# TASK DIRECTIONS:
Pick out each line in the records below that contains the word "window", and copy those lines.

>> begin DATASET EXCERPTS

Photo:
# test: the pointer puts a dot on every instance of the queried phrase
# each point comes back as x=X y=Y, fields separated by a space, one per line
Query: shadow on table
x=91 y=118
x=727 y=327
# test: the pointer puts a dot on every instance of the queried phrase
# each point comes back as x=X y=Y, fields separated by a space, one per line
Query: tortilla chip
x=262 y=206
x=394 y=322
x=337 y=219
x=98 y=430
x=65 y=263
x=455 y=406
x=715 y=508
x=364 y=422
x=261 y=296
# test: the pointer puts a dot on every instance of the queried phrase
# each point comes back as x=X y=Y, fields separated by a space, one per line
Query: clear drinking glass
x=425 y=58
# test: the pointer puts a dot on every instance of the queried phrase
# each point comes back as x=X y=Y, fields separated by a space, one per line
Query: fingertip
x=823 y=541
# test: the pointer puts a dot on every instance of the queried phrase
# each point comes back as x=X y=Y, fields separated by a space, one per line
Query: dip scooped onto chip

>> end DATASET EXCERPTS
>> begin DATASET EXCERPTS

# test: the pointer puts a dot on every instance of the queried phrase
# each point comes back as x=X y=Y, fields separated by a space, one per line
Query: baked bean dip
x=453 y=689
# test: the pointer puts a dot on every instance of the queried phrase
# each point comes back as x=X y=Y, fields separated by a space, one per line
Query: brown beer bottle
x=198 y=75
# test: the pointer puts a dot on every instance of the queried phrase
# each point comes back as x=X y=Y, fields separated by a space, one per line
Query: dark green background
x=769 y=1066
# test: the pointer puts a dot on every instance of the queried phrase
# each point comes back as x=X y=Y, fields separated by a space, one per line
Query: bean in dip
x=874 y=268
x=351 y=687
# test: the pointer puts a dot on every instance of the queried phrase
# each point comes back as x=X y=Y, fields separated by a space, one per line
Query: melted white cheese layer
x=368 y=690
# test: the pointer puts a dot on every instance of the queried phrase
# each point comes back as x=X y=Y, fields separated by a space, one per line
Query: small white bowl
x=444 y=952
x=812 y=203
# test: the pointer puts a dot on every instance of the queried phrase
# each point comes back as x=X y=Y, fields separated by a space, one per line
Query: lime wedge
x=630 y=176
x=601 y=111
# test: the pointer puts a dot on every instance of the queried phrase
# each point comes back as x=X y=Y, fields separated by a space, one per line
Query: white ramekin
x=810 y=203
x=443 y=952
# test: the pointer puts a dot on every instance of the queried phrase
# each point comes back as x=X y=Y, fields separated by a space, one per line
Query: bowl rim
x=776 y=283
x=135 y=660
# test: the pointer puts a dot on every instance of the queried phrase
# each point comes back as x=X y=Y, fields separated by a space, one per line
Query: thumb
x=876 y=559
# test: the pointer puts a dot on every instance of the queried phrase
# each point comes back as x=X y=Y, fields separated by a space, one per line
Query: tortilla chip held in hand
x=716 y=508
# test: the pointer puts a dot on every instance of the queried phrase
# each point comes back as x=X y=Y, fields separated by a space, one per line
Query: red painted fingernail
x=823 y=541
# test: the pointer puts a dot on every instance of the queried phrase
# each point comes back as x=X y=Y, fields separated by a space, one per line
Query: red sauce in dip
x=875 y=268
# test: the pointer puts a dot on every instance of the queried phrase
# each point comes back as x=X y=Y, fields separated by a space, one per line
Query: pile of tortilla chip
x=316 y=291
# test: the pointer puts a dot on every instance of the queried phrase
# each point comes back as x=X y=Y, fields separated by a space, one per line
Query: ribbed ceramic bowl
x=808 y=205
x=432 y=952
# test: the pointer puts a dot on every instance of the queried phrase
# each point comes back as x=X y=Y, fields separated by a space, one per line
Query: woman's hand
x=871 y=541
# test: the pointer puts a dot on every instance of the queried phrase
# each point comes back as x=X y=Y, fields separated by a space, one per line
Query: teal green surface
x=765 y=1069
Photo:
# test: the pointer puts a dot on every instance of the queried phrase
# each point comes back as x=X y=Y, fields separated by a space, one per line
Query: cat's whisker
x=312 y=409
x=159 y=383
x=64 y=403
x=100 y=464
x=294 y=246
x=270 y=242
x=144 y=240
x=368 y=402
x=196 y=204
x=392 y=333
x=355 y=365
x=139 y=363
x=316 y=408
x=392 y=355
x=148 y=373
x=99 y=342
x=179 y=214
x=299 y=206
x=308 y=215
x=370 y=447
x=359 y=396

>> end DATASET EXCERPTS
>> begin DATASET EXCERPTS

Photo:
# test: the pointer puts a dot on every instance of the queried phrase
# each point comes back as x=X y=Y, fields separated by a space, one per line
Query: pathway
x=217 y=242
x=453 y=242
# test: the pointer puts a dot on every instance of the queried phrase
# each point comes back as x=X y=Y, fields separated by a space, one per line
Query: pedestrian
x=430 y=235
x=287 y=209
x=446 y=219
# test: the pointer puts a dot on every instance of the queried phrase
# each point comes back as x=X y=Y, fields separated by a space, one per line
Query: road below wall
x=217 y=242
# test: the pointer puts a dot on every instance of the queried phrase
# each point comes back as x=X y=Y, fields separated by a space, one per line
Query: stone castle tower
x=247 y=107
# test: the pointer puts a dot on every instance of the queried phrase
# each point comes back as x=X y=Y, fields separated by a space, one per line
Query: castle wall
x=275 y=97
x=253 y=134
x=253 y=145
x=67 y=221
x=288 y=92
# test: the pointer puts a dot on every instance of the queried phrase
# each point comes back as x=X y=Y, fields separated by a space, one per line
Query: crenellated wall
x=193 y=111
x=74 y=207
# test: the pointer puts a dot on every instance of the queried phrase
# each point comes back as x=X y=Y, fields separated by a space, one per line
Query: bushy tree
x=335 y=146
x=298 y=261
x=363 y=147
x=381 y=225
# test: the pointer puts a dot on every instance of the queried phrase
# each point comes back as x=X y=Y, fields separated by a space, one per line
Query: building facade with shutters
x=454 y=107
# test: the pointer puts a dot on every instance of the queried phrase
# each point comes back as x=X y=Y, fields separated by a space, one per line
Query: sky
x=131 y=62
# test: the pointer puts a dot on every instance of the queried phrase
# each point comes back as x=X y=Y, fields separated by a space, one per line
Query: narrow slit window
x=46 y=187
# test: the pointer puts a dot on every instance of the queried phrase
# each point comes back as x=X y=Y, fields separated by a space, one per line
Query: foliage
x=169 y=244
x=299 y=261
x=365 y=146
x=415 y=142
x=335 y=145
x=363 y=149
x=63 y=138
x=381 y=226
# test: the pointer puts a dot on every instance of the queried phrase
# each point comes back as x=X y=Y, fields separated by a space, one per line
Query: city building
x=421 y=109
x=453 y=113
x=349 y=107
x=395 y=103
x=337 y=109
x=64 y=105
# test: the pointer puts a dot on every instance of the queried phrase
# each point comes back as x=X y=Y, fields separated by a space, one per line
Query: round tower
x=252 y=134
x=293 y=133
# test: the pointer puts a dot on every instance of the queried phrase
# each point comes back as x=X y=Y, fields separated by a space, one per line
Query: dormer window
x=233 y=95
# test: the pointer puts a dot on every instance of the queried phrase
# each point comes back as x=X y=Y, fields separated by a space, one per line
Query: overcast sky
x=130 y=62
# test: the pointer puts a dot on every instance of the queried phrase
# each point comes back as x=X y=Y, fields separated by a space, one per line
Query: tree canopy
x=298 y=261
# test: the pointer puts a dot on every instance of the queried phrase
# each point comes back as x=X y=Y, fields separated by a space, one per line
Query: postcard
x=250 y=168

>> end DATASET EXCERPTS

# RIGHT ANSWER:
Query: narrow slit window
Query: dormer window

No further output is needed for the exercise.